[Short task]
Reproduce all of the material exactly as shown.

========================

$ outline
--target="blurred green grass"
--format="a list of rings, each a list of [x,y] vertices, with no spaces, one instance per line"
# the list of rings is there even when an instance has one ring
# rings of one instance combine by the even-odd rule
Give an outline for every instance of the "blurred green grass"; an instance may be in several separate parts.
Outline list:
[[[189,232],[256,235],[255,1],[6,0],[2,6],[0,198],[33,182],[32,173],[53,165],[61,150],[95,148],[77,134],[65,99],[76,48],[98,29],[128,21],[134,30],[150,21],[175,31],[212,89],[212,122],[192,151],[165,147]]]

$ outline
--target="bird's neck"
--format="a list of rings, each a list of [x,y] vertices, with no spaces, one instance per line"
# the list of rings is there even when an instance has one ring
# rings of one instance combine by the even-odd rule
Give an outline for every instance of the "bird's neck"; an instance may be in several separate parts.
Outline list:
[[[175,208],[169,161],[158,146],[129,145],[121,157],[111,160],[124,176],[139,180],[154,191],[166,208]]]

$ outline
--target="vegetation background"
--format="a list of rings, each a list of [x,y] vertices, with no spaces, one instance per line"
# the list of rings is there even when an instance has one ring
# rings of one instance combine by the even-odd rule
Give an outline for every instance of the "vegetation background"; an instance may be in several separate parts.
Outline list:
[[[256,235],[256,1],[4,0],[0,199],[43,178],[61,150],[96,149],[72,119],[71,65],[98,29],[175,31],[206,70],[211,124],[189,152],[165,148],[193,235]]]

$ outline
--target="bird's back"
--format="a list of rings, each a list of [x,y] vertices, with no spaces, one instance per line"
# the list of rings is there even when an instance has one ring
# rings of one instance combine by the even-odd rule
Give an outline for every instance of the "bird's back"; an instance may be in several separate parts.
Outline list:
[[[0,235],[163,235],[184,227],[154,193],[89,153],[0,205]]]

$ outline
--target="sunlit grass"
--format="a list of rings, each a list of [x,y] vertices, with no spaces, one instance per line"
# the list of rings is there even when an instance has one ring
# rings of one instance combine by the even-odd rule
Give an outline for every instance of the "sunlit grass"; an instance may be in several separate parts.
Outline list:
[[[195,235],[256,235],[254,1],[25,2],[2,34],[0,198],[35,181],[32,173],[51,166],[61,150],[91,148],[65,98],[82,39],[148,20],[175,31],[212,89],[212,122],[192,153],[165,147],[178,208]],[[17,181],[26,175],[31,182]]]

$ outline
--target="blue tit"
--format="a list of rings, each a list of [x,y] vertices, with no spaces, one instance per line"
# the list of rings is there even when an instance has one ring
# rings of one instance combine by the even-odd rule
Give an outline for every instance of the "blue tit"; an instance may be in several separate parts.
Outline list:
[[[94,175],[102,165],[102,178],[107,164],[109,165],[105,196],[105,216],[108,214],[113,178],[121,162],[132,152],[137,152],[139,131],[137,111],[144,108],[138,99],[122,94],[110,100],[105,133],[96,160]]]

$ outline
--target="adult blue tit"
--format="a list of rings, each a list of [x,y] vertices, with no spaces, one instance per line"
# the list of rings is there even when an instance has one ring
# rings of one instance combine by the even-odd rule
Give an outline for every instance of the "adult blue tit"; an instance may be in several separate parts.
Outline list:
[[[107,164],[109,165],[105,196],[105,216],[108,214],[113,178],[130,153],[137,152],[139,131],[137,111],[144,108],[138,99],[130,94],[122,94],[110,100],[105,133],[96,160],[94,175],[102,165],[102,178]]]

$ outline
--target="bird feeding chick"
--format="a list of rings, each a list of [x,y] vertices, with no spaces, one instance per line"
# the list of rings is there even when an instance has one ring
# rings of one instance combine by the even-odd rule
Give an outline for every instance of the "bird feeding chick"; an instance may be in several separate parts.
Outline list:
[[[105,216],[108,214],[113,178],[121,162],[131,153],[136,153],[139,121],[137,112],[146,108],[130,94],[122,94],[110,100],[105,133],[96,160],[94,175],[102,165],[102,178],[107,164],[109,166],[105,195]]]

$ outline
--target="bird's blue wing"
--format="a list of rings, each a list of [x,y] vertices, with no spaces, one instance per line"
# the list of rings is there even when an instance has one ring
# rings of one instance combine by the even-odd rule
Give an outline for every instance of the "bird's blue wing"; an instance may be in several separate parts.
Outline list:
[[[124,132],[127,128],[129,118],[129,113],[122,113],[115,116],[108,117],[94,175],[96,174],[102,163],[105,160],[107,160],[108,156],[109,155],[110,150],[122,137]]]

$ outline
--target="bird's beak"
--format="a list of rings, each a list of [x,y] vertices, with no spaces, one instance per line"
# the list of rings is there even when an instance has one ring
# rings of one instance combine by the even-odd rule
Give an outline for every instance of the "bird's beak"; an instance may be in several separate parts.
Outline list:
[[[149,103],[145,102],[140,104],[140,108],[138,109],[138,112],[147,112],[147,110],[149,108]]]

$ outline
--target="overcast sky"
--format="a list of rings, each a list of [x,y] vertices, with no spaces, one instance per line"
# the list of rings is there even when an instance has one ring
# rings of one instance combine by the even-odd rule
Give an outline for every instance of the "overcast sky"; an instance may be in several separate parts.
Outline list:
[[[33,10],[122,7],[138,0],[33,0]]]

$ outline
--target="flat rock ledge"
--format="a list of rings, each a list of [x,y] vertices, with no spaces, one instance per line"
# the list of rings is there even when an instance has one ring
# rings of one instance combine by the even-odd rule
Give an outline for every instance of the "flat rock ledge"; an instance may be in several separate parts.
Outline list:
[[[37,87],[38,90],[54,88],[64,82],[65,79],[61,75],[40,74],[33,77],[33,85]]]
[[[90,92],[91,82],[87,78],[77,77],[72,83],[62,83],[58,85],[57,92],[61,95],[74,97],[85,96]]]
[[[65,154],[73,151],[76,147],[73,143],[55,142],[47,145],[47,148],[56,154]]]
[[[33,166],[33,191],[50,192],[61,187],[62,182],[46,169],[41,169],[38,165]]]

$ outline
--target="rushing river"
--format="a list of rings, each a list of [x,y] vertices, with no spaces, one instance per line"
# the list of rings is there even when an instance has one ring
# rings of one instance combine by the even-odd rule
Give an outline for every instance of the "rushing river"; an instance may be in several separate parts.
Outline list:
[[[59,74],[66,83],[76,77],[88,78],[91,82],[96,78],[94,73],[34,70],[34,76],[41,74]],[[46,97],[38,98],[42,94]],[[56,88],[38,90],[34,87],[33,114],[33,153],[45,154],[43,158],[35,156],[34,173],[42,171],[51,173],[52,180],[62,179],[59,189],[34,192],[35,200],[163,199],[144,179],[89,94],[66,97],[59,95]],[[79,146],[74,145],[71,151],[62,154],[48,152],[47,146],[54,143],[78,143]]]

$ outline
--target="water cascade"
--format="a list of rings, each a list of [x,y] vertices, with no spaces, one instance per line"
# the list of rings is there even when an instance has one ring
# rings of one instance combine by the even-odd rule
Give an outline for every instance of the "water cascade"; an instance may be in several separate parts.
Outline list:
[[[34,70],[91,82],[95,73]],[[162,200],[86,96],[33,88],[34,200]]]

========================

[Solution to this task]
$ outline
--target="blurred green grass"
--format="a list of rings, each a list of [x,y] vertices, with no spaces, one instance per line"
# the list of rings is there even when an instance has one ring
# rings of one instance combine by the even-odd rule
Give an outline for every instance of the "blurred green grass"; an instance may be in several separate parts.
Outline list:
[[[189,232],[256,235],[255,1],[6,0],[2,6],[0,198],[33,182],[32,173],[53,165],[61,150],[95,148],[77,134],[65,99],[76,48],[98,29],[128,21],[134,30],[150,21],[175,31],[212,89],[212,122],[192,151],[165,147]]]

$ outline
--target="bird's neck"
--format="a list of rings, each a list of [x,y] vertices, with no spaces, one instance per line"
# the list of rings is there even when an instance has one ring
# rings of one instance combine by the even-odd rule
Give an outline for every instance of the "bird's neck"; an instance may be in several separate parts.
Outline list:
[[[175,208],[169,161],[158,146],[129,145],[121,157],[111,160],[124,176],[139,180],[154,191],[166,208]]]

$ outline
--target="vegetation background"
--format="a list of rings, each a list of [x,y] vertices, with no spaces, one instance per line"
# the list of rings is there even when an instance has one ring
# rings of one instance combine by the even-odd rule
Give an outline for every instance of the "vegetation background"; an instance may be in several separate parts.
Outline list:
[[[256,235],[256,1],[4,0],[0,199],[43,178],[61,150],[96,149],[72,119],[71,65],[98,29],[175,31],[206,70],[211,124],[189,152],[165,148],[193,235]]]

$ outline
--target="bird's back"
--format="a list of rings, each a list of [x,y] vertices, with no spaces, one instance per line"
# the list of rings is there even when an instance has one ring
# rings of one instance combine by the even-odd rule
Give an outline for every instance of the "bird's back"; an instance may be in several separate parts.
Outline list:
[[[0,235],[163,235],[184,227],[154,193],[89,153],[0,205]]]

$ outline
--target="sunlit grass"
--format="a list of rings, each a list of [x,y] vertices, with no spaces, one instance per line"
# the list of rings is there even when an instance has one ring
# rings of one instance combine by the even-odd rule
Give an outline for every instance of the "sunlit grass"; an instance may be in several separate parts.
Outline list:
[[[195,235],[256,235],[254,1],[25,2],[2,34],[0,198],[35,181],[32,173],[51,166],[61,150],[91,148],[65,98],[82,39],[148,20],[175,31],[212,89],[212,122],[192,153],[165,147],[178,208]],[[17,181],[26,175],[31,182]]]

$ outline
--target="blue tit"
--format="a list of rings, each a list of [x,y] vertices, with no spaces, one instance per line"
# the list of rings is there even when an instance has one ring
# rings of one instance combine by the even-odd rule
Give an outline for every instance of the "blue tit"; an instance may be in several separate parts.
Outline list:
[[[94,175],[102,165],[102,178],[107,164],[109,165],[105,196],[105,216],[108,214],[113,178],[121,162],[132,152],[137,152],[139,131],[137,111],[144,108],[138,99],[122,94],[110,100],[105,133],[96,160]]]

$ outline
--target="adult blue tit"
--format="a list of rings, each a list of [x,y] vertices, with no spaces, one instance per line"
# the list of rings is there even when an instance has one ring
# rings of one instance combine by the even-odd rule
Give an outline for every instance of the "adult blue tit"; an instance may be in several separate parts.
Outline list:
[[[107,164],[109,165],[105,196],[105,216],[108,214],[113,178],[130,153],[137,152],[139,131],[137,111],[144,108],[138,99],[130,94],[122,94],[110,100],[105,133],[96,160],[94,175],[102,165],[102,178]]]

$ outline
--target="bird feeding chick"
--format="a list of rings, each a list of [x,y] vertices, with no spaces, one instance per line"
# the list of rings is there even when an instance has one ring
# rings of one instance combine by the even-odd rule
Give an outline for every instance of the "bird feeding chick"; an instance may be in several separate parts.
Outline list:
[[[105,216],[108,214],[113,178],[121,162],[131,153],[136,153],[139,121],[137,112],[146,108],[130,94],[122,94],[110,100],[105,133],[96,160],[94,175],[102,165],[102,178],[107,164],[109,166],[105,195]]]

$ outline
--target="bird's blue wing"
--format="a list of rings, each a list of [x,y] vertices, with no spaces, one instance per line"
# the list of rings is there even when an instance has one ring
# rings of one instance combine by the even-odd rule
Give an outline for every instance of the "bird's blue wing"; an instance may be in several separate parts.
Outline list:
[[[124,132],[127,128],[129,118],[129,113],[122,113],[115,116],[108,117],[94,175],[96,174],[102,163],[105,160],[107,160],[108,156],[109,155],[110,150],[122,137]]]

$ outline
--target="bird's beak"
--format="a list of rings, each a list of [x,y] vertices, with no spaces, one instance per line"
# the list of rings is there even when an instance has one ring
# rings of one instance combine by the even-odd rule
Give an outline for every instance of the "bird's beak"; an instance may be in several separate parts.
Outline list:
[[[149,103],[145,102],[140,104],[140,108],[138,109],[138,112],[147,112],[147,110],[149,108]]]

$ outline
--target="overcast sky"
--format="a list of rings, each a list of [x,y] vertices, with no spaces, one instance per line"
# the list of rings is there even when an instance has one ring
# rings of one instance combine by the even-odd rule
Give an outline for every instance of the "overcast sky"; an instance may be in several separate parts.
Outline list:
[[[33,10],[122,7],[138,0],[33,0]]]

$ outline
--target="flat rock ledge"
--format="a list of rings, each a list of [x,y] vertices, with no spaces, one instance per line"
# the list of rings is there even when an instance has one ring
# rings of one instance combine by the even-odd rule
Give an outline for every instance of the "flat rock ledge"; an instance may be in several separate parts.
Outline list:
[[[37,87],[38,90],[54,88],[64,82],[65,79],[61,75],[40,74],[33,77],[33,85]]]
[[[90,92],[91,82],[87,78],[77,77],[72,83],[62,83],[58,85],[57,92],[61,95],[74,97],[85,96]]]
[[[65,154],[73,151],[76,147],[73,143],[55,142],[47,145],[47,148],[56,154]]]
[[[33,166],[33,191],[50,192],[61,187],[62,182],[46,169],[41,169],[38,165]]]

$ outline
--target="rushing river"
--format="a list of rings, each a list of [x,y] vertices, with no spaces, one instance per line"
# the list of rings is there even when an instance has one ring
# rings of one instance combine by the even-odd rule
Give an outline for every instance of the "rushing river"; an instance may be in several separate parts.
Outline list:
[[[59,74],[66,83],[76,77],[88,78],[91,82],[96,78],[94,73],[34,70],[34,76],[41,74]],[[46,97],[38,98],[42,94]],[[56,88],[38,90],[34,87],[33,114],[33,153],[45,154],[43,158],[35,156],[34,173],[42,171],[51,173],[52,180],[62,179],[59,189],[34,192],[35,200],[163,199],[144,179],[89,94],[66,97],[59,95]],[[79,146],[74,145],[71,151],[62,154],[48,152],[47,146],[54,143],[78,143]]]

$ outline
--target="water cascade"
--format="a list of rings, each a list of [x,y] vertices, with no spaces, one instance per line"
# the list of rings is there even when an instance has one ring
# rings of one instance combine by the even-odd rule
Give an outline for every instance of the "water cascade"; an instance may be in several separate parts.
Outline list:
[[[34,70],[91,82],[95,73]],[[162,200],[86,96],[33,88],[34,200]]]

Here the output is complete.